*Selected passage*
- - - - -

In order to deliver these services, ACT needs various bases across north Belfast and for this reason property development remains an arm of its services. Ashton now owns and operates 10 sites across north Belfast, most of which were previously derelict. Among these are initiatives such as the deconstruction over 10 years ago of a peacewall on Duncairn Gardens, replaced with shops and apartments.
Speaking about the impact of these services, Roberts explains: “We’re lucky in a sense that we have been running for so long that our impact is probably more obvious than for those relatively new social enterprises. In Ashton, we can see the generational impact we are having. People who attended our childcare facilities are now teaching in our childcare facilities and people who went through our various training and employment schemes are now delivering our services.
“A lot of what we do fits together very well. We deliver services that provide progression routes for the community. Our mission has always been to regenerate north Belfast economically and socially. Now, as one of north Belfast’s largest employers, we are making a realand visible impact.”
Roberts explains that in the current economic climate, demand for grant-aided services are high. For this reason, the high volume of funding drawn down from the European Union, through the European Social Fund (ESF) and the PEACE programmes, is vital.
He, like many others in the third sector, are concerned about any potential loss of funding through Brexit. “Obviously we are concerned that the EU finding will be lost because it’s been a major investor in deprived communities. We are fortunate in that our current funding is guaranteed for the next four years. That’s a good place to be, although uncertainty around what will happen in the future still exists.”

- - - - -

[Referring expression pointing data]
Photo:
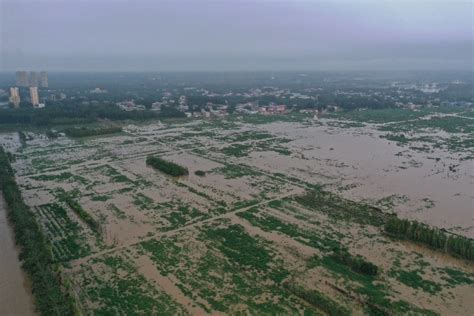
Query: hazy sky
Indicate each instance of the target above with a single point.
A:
(218, 35)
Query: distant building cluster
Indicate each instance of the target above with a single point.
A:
(31, 80)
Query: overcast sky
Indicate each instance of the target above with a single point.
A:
(196, 35)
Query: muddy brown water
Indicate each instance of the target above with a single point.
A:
(15, 293)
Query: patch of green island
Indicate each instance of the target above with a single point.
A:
(88, 132)
(166, 166)
(51, 294)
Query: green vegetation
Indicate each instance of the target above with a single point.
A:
(86, 132)
(63, 176)
(113, 286)
(236, 171)
(433, 237)
(237, 150)
(200, 173)
(380, 115)
(240, 247)
(37, 260)
(318, 300)
(167, 167)
(271, 223)
(357, 264)
(341, 209)
(64, 234)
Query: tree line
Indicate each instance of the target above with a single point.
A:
(77, 114)
(356, 264)
(86, 132)
(167, 167)
(434, 237)
(36, 256)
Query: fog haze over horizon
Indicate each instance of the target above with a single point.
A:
(204, 35)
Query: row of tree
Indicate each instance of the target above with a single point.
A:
(167, 167)
(76, 114)
(356, 264)
(436, 238)
(86, 132)
(35, 250)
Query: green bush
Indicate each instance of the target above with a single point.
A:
(357, 264)
(200, 173)
(167, 167)
(436, 238)
(84, 132)
(35, 250)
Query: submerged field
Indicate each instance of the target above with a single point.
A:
(276, 215)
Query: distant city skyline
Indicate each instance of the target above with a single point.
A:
(183, 35)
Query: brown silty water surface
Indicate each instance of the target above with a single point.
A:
(15, 293)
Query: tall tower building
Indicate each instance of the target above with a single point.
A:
(43, 79)
(22, 78)
(34, 96)
(15, 96)
(33, 79)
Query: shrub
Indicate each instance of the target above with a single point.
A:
(167, 167)
(200, 173)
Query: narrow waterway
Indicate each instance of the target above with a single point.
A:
(15, 295)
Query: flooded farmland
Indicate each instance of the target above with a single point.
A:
(15, 296)
(270, 218)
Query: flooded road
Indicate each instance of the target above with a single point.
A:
(15, 295)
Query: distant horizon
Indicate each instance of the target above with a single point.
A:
(258, 35)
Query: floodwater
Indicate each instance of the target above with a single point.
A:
(15, 294)
(377, 169)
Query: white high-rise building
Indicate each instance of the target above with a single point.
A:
(15, 96)
(22, 78)
(33, 79)
(43, 79)
(34, 96)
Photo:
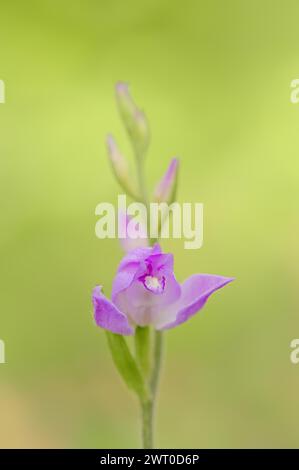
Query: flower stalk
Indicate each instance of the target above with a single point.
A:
(146, 298)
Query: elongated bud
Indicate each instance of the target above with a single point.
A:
(166, 189)
(134, 119)
(120, 167)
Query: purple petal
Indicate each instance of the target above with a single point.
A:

- - - - -

*What to work on*
a) Answer these questions using the passage about Ashton's work in north Belfast.
(i) How many sites across north Belfast does Ashton own and operate?
(ii) What replaced the peacewall on Duncairn Gardens?
(iii) For how long is the current funding guaranteed?
b) Output the passage about Ashton's work in north Belfast, starting at the words "Speaking about the" and stopping after "delivering our services.".

*Results for each task*
a)
(i) 10 sites
(ii) Shops and apartments
(iii) For the next four years

b)
Speaking about the impact of these services, Roberts explains: “We’re lucky in a sense that we have been running for so long that our impact is probably more obvious than for those relatively new social enterprises. In Ashton, we can see the generational impact we are having. People who attended our childcare facilities are now teaching in our childcare facilities and people who went through our various training and employment schemes are now delivering our services.